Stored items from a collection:
· · · · ·
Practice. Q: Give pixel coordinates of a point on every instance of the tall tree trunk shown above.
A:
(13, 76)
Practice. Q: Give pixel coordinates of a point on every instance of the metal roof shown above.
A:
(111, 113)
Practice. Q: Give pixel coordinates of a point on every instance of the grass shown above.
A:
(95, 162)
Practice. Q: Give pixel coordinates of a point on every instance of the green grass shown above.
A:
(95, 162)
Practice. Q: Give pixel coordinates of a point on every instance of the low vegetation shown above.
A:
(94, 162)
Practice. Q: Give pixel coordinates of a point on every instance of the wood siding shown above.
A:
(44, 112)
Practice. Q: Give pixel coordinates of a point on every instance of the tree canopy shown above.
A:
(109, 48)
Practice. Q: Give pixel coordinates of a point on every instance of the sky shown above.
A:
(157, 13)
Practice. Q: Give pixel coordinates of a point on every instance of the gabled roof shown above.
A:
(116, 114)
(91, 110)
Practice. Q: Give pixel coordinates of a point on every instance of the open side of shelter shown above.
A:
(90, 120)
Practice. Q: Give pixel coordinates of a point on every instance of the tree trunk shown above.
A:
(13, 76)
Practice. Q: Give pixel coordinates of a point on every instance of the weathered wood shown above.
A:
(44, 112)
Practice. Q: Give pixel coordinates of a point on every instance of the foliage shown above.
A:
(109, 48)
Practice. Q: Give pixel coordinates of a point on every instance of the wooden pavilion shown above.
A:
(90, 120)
· · · · ·
WHAT THIS TASK INVOLVES: Return only what runs from the line containing "wood shown above." to the last line of the records above, both ends included, exactly as written.

FINISHED TASK:
Practice. Q: Give pixel coordinates of a point on every instance of the weathered wood shown above.
A:
(44, 112)
Practice. Q: Give pixel coordinates of a point on every instance of the foliage shown above.
A:
(109, 48)
Practice. Q: Give pixel coordinates of a point on every instance of the wooden pavilion shown above.
A:
(90, 120)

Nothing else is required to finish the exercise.